▶ [Activity]
Output the entries below without any alteration.

### Data for this exercise ###

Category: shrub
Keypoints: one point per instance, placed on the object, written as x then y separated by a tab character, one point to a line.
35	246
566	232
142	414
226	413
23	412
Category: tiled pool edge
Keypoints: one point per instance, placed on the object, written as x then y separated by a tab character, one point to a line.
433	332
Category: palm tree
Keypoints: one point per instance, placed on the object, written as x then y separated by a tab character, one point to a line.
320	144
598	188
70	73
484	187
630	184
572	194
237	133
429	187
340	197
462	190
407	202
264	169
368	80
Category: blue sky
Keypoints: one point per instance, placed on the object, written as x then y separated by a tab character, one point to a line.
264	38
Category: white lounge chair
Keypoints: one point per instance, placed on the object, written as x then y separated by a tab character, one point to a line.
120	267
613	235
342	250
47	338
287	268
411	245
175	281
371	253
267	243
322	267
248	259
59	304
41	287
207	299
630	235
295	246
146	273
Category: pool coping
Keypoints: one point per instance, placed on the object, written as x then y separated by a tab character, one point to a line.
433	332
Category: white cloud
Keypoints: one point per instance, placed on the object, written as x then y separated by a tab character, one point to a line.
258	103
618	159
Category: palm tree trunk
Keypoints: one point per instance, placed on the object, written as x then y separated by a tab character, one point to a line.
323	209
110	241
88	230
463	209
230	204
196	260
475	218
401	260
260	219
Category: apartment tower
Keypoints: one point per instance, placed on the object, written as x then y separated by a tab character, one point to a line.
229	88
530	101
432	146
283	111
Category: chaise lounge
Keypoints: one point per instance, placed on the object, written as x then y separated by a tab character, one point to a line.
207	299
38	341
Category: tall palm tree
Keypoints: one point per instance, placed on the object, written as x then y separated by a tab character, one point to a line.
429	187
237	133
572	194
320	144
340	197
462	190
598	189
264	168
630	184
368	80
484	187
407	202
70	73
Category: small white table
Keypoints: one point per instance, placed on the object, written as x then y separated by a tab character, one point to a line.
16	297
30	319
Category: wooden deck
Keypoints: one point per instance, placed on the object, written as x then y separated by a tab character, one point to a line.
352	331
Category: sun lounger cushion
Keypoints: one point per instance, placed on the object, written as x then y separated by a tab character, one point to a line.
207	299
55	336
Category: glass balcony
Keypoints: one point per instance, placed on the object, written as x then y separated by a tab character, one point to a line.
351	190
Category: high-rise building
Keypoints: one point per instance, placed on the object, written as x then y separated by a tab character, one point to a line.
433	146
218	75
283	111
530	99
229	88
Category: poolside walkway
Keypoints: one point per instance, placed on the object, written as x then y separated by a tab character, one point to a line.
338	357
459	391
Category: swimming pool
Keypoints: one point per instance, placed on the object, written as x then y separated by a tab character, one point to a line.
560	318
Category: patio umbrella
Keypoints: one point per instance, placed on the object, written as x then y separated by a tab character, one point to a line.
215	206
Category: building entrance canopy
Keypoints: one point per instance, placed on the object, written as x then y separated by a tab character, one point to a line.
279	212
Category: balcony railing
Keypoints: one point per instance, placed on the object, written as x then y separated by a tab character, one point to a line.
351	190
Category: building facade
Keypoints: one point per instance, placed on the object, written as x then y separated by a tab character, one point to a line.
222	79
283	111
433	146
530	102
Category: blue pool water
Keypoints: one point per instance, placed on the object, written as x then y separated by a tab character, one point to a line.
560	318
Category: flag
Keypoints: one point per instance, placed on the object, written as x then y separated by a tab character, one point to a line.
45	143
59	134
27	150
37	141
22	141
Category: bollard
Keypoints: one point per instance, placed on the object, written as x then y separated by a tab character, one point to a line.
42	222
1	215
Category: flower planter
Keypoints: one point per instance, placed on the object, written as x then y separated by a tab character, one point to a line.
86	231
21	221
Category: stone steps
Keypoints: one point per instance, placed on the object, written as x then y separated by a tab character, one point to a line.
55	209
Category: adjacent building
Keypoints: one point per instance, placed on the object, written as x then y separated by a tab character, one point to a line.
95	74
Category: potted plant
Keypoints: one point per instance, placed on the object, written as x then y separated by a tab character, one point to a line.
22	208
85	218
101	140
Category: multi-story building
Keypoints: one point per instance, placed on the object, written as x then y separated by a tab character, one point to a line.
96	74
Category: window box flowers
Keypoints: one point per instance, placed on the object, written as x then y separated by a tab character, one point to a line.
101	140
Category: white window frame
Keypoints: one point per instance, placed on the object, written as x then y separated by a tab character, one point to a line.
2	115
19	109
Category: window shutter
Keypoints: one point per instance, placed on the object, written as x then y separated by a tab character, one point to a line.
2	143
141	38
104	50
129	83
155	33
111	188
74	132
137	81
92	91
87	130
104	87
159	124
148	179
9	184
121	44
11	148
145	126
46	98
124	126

###

▶ [Exercise response]
Category: shrub
Keypoints: one point per instance, placed on the object, written as x then y separated by a tab character, one point to a line.
35	246
566	232
142	414
226	413
23	412
Category: tiled pool edge
Keypoints: one point per instance, placed on the object, written as x then y separated by a tab character, one point to a line.
433	332
Category: palm tree
Keypoints: one point per instance, placed on the object, written as x then y separated by a tab character, one point to a line.
320	144
598	188
70	73
484	187
630	184
572	194
237	133
429	187
340	197
462	190
407	202
264	169
368	80
Category: blue sky
Keypoints: one point per instance, placed on the object, written as x then y separated by a tab character, one point to a line.
264	38
Category: white lounge chair
Keypoints: one point per instance, placed on the object, written as x then y separated by a tab character, one point to a line.
120	267
613	235
342	250
47	338
287	268
411	245
175	281
371	253
267	243
322	267
248	259
59	304
41	287
207	299
630	235
295	246
146	273
Category: pool coping
Keypoints: one point per instance, placed on the object, written as x then y separated by a tab character, one point to a line.
433	332
Category: white cloud
Keypoints: one point per instance, placed on the object, written as x then y separated by a tab character, one point to a line.
258	103
618	159
Category: palm tree trunk
Keypoints: one point per instance, placed on the object, written as x then y separated by a tab character, one point to a line.
323	209
110	241
88	230
463	209
230	204
196	260
475	218
401	260
260	219
Category: apartment tower
Keypoints: one point per instance, placed on the object, written as x then y separated by a tab character, one point to a line.
229	88
530	101
432	146
283	111
Category: chaise lounge
Keypoints: one point per instance, placed on the object, written as x then y separated by a tab character, one point to a line.
207	299
38	341
Category: tall palm tree
Keypoints: one point per instance, placed on the object, written as x then y separated by a tab character, one point to a line.
429	187
237	133
572	194
320	144
340	197
462	190
598	189
264	168
630	184
368	80
484	187
407	202
70	73
Category: small white table
Keypoints: one point per instance, placed on the object, written as x then y separated by a tab character, one point to a line.
16	297
30	319
Category: wooden deck
Keypoints: one point per instance, placed on the object, written as x then y separated by a tab character, one point to a line.
352	331
Category: sun lounger cushion
Keypoints: one point per instance, placed on the object, written as x then y separated by a tab character, one point to a line.
207	299
55	336
Category: glass balcony
Keypoints: one point per instance, placed on the object, written as x then y separated by a tab character, one point to a line.
351	190
Category: high-rise building
Keypoints: one point per instance, placed on the object, written as x then y separated by a tab character, one point to a line.
433	146
218	75
283	111
530	99
229	88
Category: poolside walkway
Keypoints: one point per instance, placed on the object, written as x then y separated by a tab character, one point to a line.
338	357
459	391
Category: swimming pool
Keypoints: one point per instance, placed on the object, written as x then y separated by a tab character, one point to a line.
560	318
Category: patio umbrella
Keypoints: one point per instance, placed on the object, written as x then y separated by a tab character, one point to a line.
215	206
Category: building entrance canopy
Keypoints: one point per instance, placed on the object, written as x then y separated by a tab character, one point to a line.
279	212
Category: balcony railing
Keypoints: one point per instance, placed on the object, written as x then y separated by a tab character, one point to a line.
351	190
Category: building facade
Keypoints: one point per instance, placed on the object, written as x then y separated by a tab character, one point to a line.
222	79
283	111
433	146
530	102
Category: blue pool water
Keypoints: one point per instance, placed on the object, written as x then y separated by a tab character, one point to a line.
560	318
Category: flag
Keypoints: one point per instance, placed on the object, written as x then y separated by a tab character, one point to a line.
45	143
59	134
27	150
37	141
22	141
Category: bollard
Keypoints: one point per instance, placed on the object, written as x then y separated by a tab character, one point to a line.
42	222
1	215
Category: flower planter
Keypoints: one point per instance, placed on the object, written as x then y separated by a tab character, one point to a line.
86	231
21	221
Category: stone steps
Keypoints: one point per instance, placed on the object, written as x then y separated by a tab character, one point to a line.
55	209
Category: adjacent building
Keypoints: one point per instance, placed on the object, written as x then y separated by a tab character, one point to a line.
95	74
Category: potted plant
Keypoints: one point per instance, placed on the object, written as x then y separated by a tab character, one point to a line.
22	208
85	218
101	140
Category: multi-story building
Keypoints: one point per instance, placed on the object, written as x then y separated by a tab character, one point to a line.
96	74
Category: window box flowers
Keypoints: one point per instance, placed on the object, written as x then y separated by a tab character, one point to a line.
101	140
Category: white window frame
Keypoints: one point per instance, placed on the object, written as x then y separated by a tab character, one point to a line.
2	115
19	109
Category: window shutter
Keypoints: one point per instance, placed on the object, written as x then y separated by a tab character, one point to a line.
2	143
141	38
104	50
129	83
155	33
111	188
74	132
137	81
92	91
87	130
104	87
159	124
148	179
9	184
121	44
11	148
145	126
46	98
124	126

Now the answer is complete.